Volatile Constituents in Aerial Part of Kelussia odoratissima from West of Iran

Introduction

There is at present increasing interest in the dusty and in scientific research for the essential oils and various extracts of plants as sources of natural products [1]. Herbs have been used for a large range of purpose including medicine, nutrition, flavoring, beverages, dyeing, repellents, fragrances, cosmetics, charms, smoking and

industrial uses. the importance of antioxidants in the maintenance of health and in protection from the damage induced by oxidative stress ( implicated in the risk of chronic diseases) ,is coming to the forefront of dietary recommendations, the development of functional foods and the extraction of novel potentially therapeutic

compounds from medicinal plants. Kelussia odoratissima Mozaff. is a sweet-smelling, self-growing plant which is traditionally consumed in Iran as a garnish. Little. Kelussia odoratissima Mozaff., locally called ‘‘Karafskoohi in Iran, is commonly used in some parts of Iran as a popular garnish. It is also used as a folk medicine to treat hypertension, inflammation, ulcer, and cardiovascular diseases. The United Nations Developing Programme (UNDP) has recently announced Kelussia as an endangered plant and, therefore, investigations aimed at promoting its regular cultivation receive financial support from relevant bodies. The aim of this study was to determine the potential ability of K. odoratissima M. to postpone oxidation

in model systems (in vitro) and in accelerated oxidation systems using sunflower oil[2].

GIVEN RECORDS ▸
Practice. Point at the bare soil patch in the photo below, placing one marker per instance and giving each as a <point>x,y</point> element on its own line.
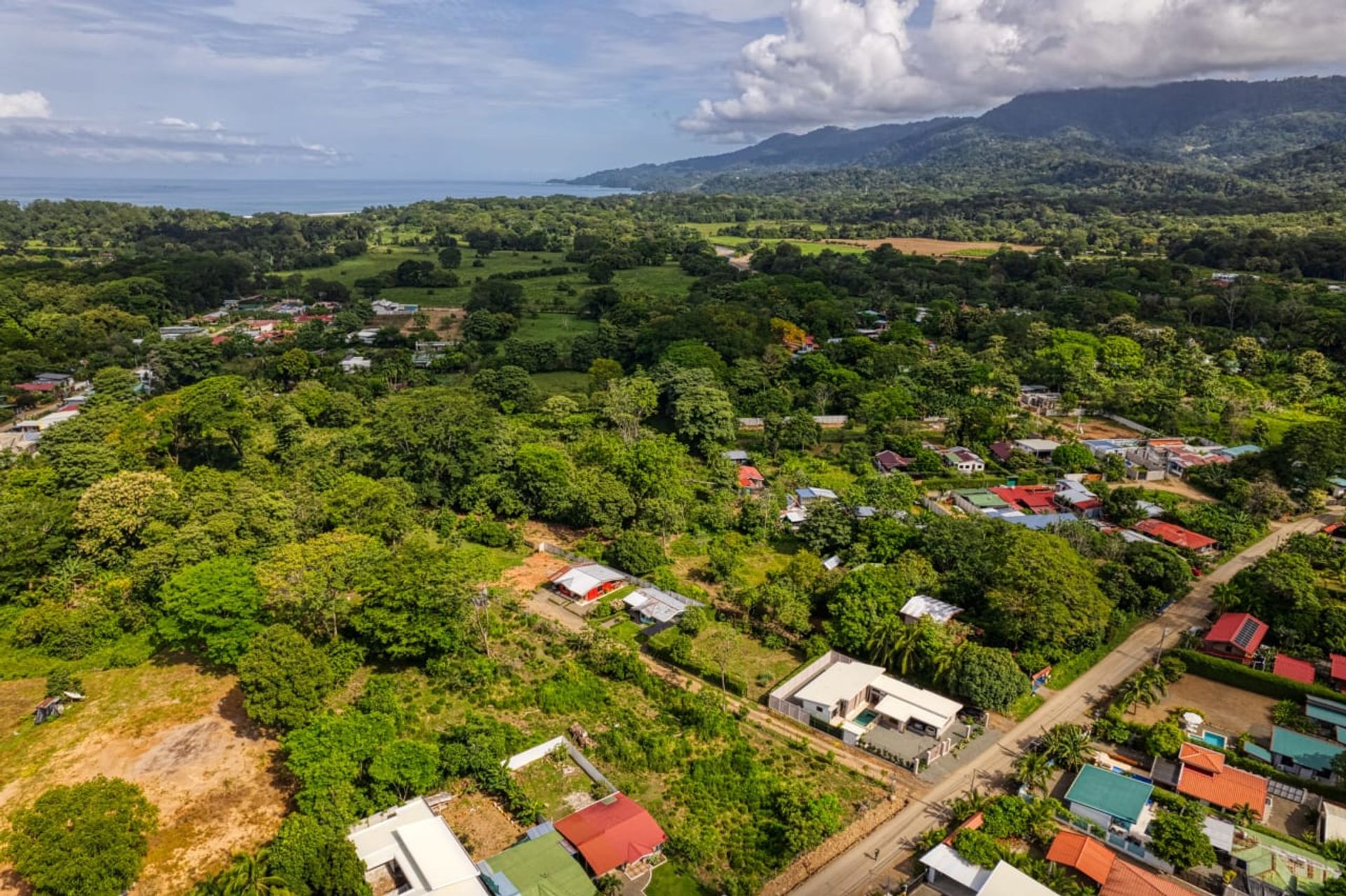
<point>480,824</point>
<point>1228,711</point>
<point>937,248</point>
<point>177,732</point>
<point>1100,428</point>
<point>446,322</point>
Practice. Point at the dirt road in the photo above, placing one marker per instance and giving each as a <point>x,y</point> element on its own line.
<point>858,872</point>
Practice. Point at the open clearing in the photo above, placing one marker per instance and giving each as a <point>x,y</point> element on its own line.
<point>1227,710</point>
<point>177,732</point>
<point>937,248</point>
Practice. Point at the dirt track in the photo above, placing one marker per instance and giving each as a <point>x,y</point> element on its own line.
<point>937,248</point>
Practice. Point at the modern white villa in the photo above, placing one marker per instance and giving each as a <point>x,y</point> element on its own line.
<point>869,707</point>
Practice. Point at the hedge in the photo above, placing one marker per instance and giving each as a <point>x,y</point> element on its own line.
<point>1260,682</point>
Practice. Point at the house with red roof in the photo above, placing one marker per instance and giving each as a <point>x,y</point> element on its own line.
<point>1235,637</point>
<point>1338,673</point>
<point>1033,499</point>
<point>613,833</point>
<point>1101,865</point>
<point>752,480</point>
<point>1177,536</point>
<point>1204,775</point>
<point>1299,670</point>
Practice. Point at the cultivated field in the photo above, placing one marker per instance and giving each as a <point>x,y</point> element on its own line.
<point>170,728</point>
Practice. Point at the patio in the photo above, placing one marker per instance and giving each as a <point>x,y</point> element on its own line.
<point>904,745</point>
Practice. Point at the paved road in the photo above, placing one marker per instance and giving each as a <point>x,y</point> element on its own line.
<point>859,872</point>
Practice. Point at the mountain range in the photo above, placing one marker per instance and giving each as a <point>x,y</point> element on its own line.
<point>1244,136</point>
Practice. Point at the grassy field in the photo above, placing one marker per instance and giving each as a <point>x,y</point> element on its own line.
<point>554,326</point>
<point>563,382</point>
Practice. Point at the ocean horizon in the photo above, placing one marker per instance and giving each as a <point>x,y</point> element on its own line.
<point>298,197</point>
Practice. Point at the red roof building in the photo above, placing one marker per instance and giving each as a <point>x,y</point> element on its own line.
<point>1338,670</point>
<point>1085,855</point>
<point>752,478</point>
<point>1177,536</point>
<point>1204,775</point>
<point>1299,670</point>
<point>613,833</point>
<point>1235,637</point>
<point>1116,878</point>
<point>1034,499</point>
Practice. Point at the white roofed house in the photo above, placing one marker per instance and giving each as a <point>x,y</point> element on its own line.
<point>409,850</point>
<point>870,708</point>
<point>655,606</point>
<point>923,607</point>
<point>587,581</point>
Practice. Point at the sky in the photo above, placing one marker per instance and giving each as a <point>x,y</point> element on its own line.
<point>533,89</point>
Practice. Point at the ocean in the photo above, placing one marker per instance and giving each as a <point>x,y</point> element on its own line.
<point>299,197</point>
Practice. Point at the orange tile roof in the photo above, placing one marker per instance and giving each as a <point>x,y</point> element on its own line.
<point>1128,880</point>
<point>1085,855</point>
<point>1206,761</point>
<point>1225,786</point>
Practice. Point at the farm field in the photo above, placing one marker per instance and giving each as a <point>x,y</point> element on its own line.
<point>172,730</point>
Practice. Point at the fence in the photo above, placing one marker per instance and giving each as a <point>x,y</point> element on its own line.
<point>547,748</point>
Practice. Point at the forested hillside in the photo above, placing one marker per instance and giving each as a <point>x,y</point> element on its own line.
<point>1197,133</point>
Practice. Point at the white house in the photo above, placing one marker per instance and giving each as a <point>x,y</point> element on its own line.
<point>924,606</point>
<point>847,689</point>
<point>409,850</point>
<point>963,461</point>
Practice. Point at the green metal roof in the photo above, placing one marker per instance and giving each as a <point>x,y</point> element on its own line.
<point>981,498</point>
<point>1303,749</point>
<point>1326,711</point>
<point>1110,793</point>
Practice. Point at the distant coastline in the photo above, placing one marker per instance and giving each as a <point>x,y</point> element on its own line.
<point>298,197</point>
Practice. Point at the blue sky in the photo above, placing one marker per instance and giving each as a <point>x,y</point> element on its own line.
<point>522,89</point>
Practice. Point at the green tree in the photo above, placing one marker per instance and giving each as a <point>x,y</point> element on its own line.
<point>988,677</point>
<point>1073,458</point>
<point>636,552</point>
<point>213,609</point>
<point>1066,746</point>
<point>1179,840</point>
<point>86,840</point>
<point>285,679</point>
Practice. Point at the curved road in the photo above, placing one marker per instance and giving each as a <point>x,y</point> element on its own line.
<point>859,871</point>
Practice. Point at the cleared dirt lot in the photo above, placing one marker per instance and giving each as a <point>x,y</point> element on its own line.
<point>177,732</point>
<point>1228,711</point>
<point>937,248</point>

REQUIRED WORK ▸
Please answer from the passage on Kelussia odoratissima: which organization has recently announced Kelussia as an endangered plant?

WRITTEN ANSWER ▸
The United Nations Developing Programme (UNDP).